EXERCISE DETAILS:
Each line with the word "background" must appear in the answer, copied from the records.

RECORDS FOR THIS TASK:
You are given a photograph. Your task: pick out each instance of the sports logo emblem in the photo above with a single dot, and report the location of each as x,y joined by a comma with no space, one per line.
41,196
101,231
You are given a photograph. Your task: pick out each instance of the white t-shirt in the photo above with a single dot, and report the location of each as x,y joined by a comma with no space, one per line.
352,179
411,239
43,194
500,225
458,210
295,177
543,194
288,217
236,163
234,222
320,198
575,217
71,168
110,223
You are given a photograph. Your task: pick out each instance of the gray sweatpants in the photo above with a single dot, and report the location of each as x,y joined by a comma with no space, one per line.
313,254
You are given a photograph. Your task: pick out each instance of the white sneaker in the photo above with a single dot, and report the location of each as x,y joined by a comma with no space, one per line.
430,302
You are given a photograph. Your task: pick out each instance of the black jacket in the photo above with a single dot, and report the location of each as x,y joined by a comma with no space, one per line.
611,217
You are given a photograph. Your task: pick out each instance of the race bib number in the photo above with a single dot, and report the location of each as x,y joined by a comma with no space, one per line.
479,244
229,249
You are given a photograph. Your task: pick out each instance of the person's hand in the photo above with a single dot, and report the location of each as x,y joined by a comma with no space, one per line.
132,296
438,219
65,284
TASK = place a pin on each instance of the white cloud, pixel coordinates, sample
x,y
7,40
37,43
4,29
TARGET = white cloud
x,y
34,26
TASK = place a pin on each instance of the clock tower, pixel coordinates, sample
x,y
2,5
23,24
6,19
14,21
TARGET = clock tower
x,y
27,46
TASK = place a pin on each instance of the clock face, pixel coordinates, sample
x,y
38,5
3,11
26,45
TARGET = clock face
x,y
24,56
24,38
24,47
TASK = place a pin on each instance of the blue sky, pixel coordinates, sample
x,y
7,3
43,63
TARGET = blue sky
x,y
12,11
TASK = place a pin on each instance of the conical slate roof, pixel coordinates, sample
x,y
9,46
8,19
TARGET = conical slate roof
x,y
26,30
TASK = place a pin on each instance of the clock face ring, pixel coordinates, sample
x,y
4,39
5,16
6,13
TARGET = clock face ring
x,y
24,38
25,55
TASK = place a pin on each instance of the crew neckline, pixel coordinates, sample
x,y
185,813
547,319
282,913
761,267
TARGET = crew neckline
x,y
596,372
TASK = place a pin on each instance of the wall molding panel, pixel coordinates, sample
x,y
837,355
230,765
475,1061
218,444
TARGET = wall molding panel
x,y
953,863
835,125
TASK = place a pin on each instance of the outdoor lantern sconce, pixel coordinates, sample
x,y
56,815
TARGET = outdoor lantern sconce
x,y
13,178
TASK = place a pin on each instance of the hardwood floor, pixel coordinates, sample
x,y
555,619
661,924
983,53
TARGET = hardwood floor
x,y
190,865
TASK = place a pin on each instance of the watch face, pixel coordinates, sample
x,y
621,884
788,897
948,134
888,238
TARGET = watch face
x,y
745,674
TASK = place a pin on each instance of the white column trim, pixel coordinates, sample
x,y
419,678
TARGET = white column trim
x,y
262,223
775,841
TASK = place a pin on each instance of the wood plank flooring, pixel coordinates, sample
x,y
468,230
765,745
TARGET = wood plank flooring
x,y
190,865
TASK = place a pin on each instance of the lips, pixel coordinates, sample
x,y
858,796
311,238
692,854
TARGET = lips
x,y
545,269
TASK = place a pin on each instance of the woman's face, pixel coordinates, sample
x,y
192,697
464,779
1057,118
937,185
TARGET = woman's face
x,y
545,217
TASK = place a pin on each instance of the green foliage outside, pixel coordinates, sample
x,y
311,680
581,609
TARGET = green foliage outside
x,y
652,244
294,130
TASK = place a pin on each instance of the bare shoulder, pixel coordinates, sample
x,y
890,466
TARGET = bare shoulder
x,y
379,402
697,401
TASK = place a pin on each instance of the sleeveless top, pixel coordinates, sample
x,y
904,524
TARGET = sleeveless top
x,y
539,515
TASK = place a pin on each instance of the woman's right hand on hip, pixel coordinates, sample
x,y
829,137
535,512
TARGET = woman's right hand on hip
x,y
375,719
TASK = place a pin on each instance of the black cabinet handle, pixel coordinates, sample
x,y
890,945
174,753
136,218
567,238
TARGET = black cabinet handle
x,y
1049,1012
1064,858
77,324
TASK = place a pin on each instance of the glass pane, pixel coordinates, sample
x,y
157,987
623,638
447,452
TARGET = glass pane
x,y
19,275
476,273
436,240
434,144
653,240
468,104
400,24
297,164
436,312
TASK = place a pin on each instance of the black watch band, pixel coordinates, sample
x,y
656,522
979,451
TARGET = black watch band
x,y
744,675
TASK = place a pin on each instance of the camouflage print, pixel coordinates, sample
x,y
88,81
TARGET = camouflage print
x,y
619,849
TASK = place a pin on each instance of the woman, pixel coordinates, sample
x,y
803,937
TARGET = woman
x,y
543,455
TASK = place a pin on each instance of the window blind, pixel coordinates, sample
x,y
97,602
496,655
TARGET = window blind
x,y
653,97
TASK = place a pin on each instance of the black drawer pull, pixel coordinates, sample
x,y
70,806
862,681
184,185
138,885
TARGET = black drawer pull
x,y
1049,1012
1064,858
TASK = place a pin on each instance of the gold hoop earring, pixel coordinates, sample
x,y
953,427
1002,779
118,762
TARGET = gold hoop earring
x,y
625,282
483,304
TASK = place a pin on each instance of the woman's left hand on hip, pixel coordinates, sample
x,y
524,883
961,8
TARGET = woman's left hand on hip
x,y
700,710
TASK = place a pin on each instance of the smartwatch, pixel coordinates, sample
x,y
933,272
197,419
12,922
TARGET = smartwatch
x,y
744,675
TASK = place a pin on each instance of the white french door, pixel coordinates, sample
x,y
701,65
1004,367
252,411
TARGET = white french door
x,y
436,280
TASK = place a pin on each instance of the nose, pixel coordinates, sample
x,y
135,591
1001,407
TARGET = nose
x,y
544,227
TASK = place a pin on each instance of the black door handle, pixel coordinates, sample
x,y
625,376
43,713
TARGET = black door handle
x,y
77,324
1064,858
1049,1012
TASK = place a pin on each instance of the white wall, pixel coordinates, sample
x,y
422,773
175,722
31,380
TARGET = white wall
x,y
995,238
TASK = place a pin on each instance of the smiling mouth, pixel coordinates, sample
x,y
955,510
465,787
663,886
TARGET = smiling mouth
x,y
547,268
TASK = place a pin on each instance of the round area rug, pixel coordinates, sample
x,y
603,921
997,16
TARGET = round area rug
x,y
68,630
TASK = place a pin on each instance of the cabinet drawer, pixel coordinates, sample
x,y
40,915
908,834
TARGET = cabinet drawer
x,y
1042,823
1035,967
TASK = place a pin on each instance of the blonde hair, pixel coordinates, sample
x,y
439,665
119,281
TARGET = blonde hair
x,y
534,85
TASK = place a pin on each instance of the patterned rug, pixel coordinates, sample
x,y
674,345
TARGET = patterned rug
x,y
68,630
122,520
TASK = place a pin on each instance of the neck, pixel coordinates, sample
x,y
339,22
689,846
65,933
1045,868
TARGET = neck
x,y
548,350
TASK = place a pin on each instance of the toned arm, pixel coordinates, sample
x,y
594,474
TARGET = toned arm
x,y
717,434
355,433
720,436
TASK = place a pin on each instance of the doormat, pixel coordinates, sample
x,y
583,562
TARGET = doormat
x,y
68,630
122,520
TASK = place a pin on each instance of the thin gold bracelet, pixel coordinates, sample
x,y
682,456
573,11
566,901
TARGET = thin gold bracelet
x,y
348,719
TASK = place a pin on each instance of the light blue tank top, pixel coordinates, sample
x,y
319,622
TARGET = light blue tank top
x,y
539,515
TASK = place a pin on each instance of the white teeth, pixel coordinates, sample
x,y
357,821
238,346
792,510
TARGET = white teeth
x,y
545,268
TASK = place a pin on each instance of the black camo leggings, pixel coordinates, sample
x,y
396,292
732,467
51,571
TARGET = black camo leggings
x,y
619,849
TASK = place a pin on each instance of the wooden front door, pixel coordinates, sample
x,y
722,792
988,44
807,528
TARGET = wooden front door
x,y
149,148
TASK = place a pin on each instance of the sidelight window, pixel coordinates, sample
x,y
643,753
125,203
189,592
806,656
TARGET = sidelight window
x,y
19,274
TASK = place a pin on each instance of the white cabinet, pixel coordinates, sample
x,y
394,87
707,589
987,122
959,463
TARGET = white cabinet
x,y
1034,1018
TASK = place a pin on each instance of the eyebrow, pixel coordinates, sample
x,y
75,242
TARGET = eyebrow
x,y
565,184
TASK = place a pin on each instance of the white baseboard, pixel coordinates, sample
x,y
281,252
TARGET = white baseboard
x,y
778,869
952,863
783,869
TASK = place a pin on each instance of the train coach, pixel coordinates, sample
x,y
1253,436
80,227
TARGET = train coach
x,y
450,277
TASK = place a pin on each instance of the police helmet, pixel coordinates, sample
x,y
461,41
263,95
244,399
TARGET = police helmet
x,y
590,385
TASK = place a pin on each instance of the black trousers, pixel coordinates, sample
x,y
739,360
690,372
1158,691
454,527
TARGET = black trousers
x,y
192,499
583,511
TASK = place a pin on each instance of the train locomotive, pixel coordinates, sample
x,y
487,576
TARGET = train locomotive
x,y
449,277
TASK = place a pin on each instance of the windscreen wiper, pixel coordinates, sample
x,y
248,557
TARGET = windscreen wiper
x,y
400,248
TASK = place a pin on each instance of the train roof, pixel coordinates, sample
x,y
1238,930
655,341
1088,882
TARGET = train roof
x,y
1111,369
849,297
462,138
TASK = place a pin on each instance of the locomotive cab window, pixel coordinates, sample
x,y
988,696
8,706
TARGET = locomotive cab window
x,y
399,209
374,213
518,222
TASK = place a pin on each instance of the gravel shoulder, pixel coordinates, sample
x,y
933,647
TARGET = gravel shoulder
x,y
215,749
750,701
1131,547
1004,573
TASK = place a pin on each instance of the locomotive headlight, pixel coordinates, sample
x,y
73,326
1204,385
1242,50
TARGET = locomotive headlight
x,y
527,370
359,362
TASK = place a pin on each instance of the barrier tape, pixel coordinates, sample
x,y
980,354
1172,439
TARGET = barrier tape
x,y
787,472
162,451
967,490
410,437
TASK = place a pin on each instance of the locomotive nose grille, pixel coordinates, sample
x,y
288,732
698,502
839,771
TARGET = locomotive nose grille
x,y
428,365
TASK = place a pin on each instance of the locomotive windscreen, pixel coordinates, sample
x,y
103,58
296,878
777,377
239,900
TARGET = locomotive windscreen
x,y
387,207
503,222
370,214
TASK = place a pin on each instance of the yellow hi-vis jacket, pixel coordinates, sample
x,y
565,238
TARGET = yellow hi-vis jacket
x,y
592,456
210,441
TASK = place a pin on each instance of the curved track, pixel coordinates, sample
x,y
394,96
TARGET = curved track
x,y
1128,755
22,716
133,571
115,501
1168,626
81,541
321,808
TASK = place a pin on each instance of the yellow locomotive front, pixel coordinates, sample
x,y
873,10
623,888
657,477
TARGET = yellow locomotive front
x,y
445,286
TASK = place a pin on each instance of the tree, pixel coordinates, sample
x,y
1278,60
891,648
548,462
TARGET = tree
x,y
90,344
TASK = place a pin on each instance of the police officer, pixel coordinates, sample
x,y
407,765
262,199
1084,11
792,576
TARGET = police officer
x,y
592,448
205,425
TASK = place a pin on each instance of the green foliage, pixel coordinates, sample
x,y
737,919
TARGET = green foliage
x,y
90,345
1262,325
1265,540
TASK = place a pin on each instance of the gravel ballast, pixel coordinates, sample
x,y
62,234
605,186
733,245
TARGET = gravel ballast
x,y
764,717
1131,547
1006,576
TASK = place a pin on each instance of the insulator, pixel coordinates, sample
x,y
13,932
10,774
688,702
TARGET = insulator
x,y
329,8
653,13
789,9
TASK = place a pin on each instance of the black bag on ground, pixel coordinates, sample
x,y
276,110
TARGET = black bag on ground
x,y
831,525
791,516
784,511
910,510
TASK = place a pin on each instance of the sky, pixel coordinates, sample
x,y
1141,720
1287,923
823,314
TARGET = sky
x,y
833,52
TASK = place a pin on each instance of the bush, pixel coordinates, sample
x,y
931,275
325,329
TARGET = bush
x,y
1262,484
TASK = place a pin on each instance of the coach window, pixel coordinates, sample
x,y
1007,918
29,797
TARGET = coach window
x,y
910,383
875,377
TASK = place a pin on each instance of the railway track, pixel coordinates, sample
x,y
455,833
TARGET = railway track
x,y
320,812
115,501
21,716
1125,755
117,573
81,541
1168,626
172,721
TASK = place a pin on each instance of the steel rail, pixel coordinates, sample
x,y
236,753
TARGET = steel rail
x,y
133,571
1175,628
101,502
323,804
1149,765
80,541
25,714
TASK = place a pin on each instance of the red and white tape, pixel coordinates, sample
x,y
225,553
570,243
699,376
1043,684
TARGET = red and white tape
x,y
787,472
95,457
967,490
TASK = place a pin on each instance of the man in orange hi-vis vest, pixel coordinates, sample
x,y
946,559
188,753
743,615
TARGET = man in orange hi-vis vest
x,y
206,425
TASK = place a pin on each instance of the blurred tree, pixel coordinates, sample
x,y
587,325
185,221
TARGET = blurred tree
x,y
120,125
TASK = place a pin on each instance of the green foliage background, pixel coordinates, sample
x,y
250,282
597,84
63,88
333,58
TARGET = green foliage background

RESULT:
TASK = place a pin on each instance of the green foliage background, pixel coordinates, sample
TARGET = green foliage background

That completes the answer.